## Written request 1
Update the pool apparatus claims by restating the part that opens with the words containing "11. The apparatus" and closes with "accessory attachment member.", replacing "suction cup" with "rubber friction pad".
## Written request 2
Answer these questions from the pool apparatus claims.
(a) What is the upper non-slip grip member, according to claim 11?
(b) What does the near horizontal platform further comprise in claim 16?
(c) What does the accessory attachment member support in claim 17?
## Written request 3
Please proceed with the pool apparatus claims, picking up after the last claim shown.

## Passage given
7. The apparatus of claim 1 wherein said rigid vertical hollow member is detachably adjustably coupled to said acutely angled hollow branched seat support.
8. The apparatus of claim 1 wherein said acutely angled hollow branched seat support is detachably adjustably coupled to said near horizontal platform.
9. The apparatus of claim 1 wherein said upper near horizontal hollow member further comprises a hollow coupler between said rigid vertical hollow member and said upper non-slip grip member.
10. The apparatus of claim 1 wherein said lower near horizontal hollow member further comprises a hollow coupler between said rigid vertical hollow member and said lower non-slip grip member.
11. The apparatus of claim 1 wherein said upper non-slip grip member is a suction cup.
12. The apparatus of claim 1 wherein said lower non-slip grip member is a suction cup.
13. The apparatus of claim 1 wherein said upper near horizontal hollow member further comprises handgrips.
14. The apparatus of claim 1 wherein said upper near horizontal hollow member further comprises a permanent coupling means.
15. The apparatus of claim 1 further comprising an accessory attachment member.
16. The recreational pool apparatus of claim 1 wherein said near horizontal platform further comprises a seat for sitting.
17. The apparatus of claim 16 wherein said accessory attachment member supports a personal article.

## Raw records
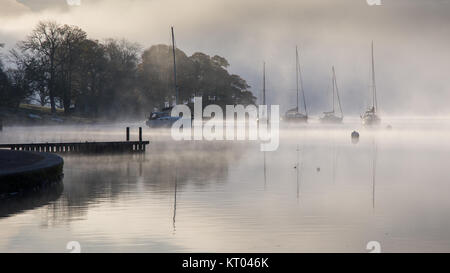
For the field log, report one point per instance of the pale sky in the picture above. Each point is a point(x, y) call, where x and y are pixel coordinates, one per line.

...

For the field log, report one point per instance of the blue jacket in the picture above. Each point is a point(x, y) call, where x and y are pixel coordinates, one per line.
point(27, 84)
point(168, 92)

---

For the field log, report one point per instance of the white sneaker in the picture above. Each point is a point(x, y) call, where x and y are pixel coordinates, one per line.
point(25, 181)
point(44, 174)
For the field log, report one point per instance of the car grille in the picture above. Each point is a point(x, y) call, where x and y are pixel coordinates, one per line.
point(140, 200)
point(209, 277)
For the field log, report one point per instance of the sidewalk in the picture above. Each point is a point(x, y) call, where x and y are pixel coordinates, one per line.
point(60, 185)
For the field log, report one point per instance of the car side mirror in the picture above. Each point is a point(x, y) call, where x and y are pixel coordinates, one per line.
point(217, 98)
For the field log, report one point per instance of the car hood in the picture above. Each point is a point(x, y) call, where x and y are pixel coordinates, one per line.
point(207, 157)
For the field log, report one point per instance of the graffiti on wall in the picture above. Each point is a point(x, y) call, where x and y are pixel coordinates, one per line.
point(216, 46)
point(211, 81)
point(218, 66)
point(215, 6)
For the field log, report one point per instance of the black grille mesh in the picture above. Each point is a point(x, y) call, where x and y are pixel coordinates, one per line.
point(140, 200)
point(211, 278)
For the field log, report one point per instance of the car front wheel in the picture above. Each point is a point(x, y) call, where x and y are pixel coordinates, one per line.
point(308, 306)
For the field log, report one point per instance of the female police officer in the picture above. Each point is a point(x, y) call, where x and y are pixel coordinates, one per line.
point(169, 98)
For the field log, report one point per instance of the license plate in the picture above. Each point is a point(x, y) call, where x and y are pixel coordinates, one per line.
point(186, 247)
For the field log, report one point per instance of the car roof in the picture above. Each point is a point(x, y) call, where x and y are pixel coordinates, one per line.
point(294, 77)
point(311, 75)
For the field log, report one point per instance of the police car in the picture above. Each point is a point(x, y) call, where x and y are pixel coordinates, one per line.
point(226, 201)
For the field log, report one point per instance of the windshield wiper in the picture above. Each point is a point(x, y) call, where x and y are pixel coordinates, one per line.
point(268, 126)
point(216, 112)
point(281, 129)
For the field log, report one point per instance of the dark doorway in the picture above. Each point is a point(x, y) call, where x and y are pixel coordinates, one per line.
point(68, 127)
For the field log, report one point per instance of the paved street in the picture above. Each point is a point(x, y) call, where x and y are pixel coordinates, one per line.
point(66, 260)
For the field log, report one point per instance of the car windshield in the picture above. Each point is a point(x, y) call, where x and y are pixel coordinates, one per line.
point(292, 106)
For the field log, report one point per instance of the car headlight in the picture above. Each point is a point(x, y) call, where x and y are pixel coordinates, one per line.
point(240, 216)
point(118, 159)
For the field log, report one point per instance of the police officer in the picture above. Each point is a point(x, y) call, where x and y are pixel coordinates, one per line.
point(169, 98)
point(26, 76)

## Final answer 1
11. The apparatus of claim 1 wherein said upper non-slip grip member is a rubber friction pad.
12. The apparatus of claim 1 wherein said lower non-slip grip member is a rubber friction pad.
13. The apparatus of claim 1 wherein said upper near horizontal hollow member further comprises handgrips.
14. The apparatus of claim 1 wherein said upper near horizontal hollow member further comprises a permanent coupling means.
15. The apparatus of claim 1 further comprising an accessory attachment member.

## Final answer 2
(a) A suction cup.
(b) A seat for sitting.
(c) A personal article.

## Final answer 3
18. An recreational pool apparatus comprising:
a plurality of rigid vertical hollow members,
said rigid vertical hollow members coupled at the top near perpendicularly to a plurality of upper near horizontal hollow members,
said upper near horizontal hollow members terminating with a plurality of upper non-slip grip members,
said rigid vertical hollow members coupled at the bottom near perpendicularly to a plurality of lower near horizontal hollow members,
said lower near horizontal hollow members being near parallel to said upper near horizontal hollow members,
said lower near horizontal hollow members terminating with a plurality of lower non-slip grip members,
a plurality of acutely angled hollow article support members coupled to said rigid vertical hollow members,
said acutely angled hollow article support members terminating with a mounting point to receive and support an article, and
a plurality of egress and ingress ports.
19. The recreational pool apparatus of claim 18 further comprising:
a plurality of hollow couplers,
a plurality of fastening points, and
an accessory attachment member.
20. A recreational pool apparatus comprising:
a rigid vertical hollow member, said rigid vertical hollow member coupled at the top in a near perpendicular orientation to an upper near horizontal hollow member,
said upper near horizontal hollow member terminating with an upper non-slip grip member,
said rigid vertical hollow member coupled at the bottom in a near perpendicular orientation to a lower near horizontal hollow member,
said lower near horizontal hollow member terminating with a lower non-slip grip member,
said upper near horizontal hollow member, being near parallel to said lower near horizontal hollow member,
said rigid vertical hollow member coupled between said upper near horizontal hollow member and said lower near horizontal hollow member to a variably angled hollow seat support member,
a near horizontal platform rotationally coupled to the opposing end of said variably angled hollow seat support member, a plurality of egress and ingress ports, a plurality of hollow couplers, a plurality of fastening points, and an accessory attachment member.
Description
FIELD OF THE INVENTION

The present invention relates to an adjustable chair formed of tubular material, suitable for hanging inside a pool from the coping of a pool for recreational use, partaking of casual refreshment as well as engaging in conversation with persons on the deck beside the pool. Other embodiments of the present invention permit its use from a single user for seating, to a single user with a table, use with multiple users, or use with other accessories.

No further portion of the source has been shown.